The Impacts of Dysregulation on Cortical Thickness, Surface Area and Gyrfication for Males with and without Autism Spectrum Disorders

Background:  Although dysregulation, involving impairments in affective, behavioral and cognitive control, is common in autism spectrum disorder (ASD), the neural mechanism of dysregulation in ASD remains elusive. For typically developing (TD) individuals, several brain regions, such as anterior cingulate cortex, dorsolateral prefrontal cortex, ventromedial prefrontal cortex and amygdala, is involved in dysregulation. Interestingly, most of these regions overlap with those implicated in pathophysiology of ASD, warranting further investigations.

Objectives:  To test effects of dysregulation on neuroanatomy in ASD, and to investigate neurostructural correlates of dysregulation in ASD.

» ASSIGNMENT 1:
Please answer these questions from the abstract excerpt:
(a) Impairments in which three kinds of control does dysregulation involve?
(b) For typically developing individuals, which brain regions does the excerpt name as involved in dysregulation?
(c) What is the first objective stated?
» ASSIGNMENT 2: Summarize the abstract excerpt in two sentences.
The data after this point is separate material, unrelated to the abstract excerpt.

» GIVEN DATA:

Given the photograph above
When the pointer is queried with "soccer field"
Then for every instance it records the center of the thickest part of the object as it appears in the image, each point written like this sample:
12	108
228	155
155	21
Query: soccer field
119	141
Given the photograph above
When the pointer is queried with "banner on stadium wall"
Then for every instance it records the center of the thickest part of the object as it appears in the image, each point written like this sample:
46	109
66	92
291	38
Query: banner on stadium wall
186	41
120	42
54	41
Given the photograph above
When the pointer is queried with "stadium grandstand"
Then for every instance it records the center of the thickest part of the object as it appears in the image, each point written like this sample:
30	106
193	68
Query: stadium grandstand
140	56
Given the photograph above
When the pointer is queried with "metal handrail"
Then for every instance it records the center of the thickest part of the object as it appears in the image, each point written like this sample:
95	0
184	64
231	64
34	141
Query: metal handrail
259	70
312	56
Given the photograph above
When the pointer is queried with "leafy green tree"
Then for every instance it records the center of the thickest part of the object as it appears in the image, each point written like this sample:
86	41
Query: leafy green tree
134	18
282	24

» RESPONSE BOX 1:
(a) Affective, behavioral and cognitive control.
(b) The anterior cingulate cortex, dorsolateral prefrontal cortex, ventromedial prefrontal cortex and amygdala.
(c) To test effects of dysregulation on neuroanatomy in ASD.

» RESPONSE BOX 2: Dysregulation is common in autism spectrum disorder, but its neural mechanism there remains elusive, and most brain regions involved in dysregulation in typically developing individuals overlap with regions implicated in the disorder's pathophysiology. The study aims to test the effects of dysregulation on neuroanatomy in autism spectrum disorder and to investigate its neurostructural correlates.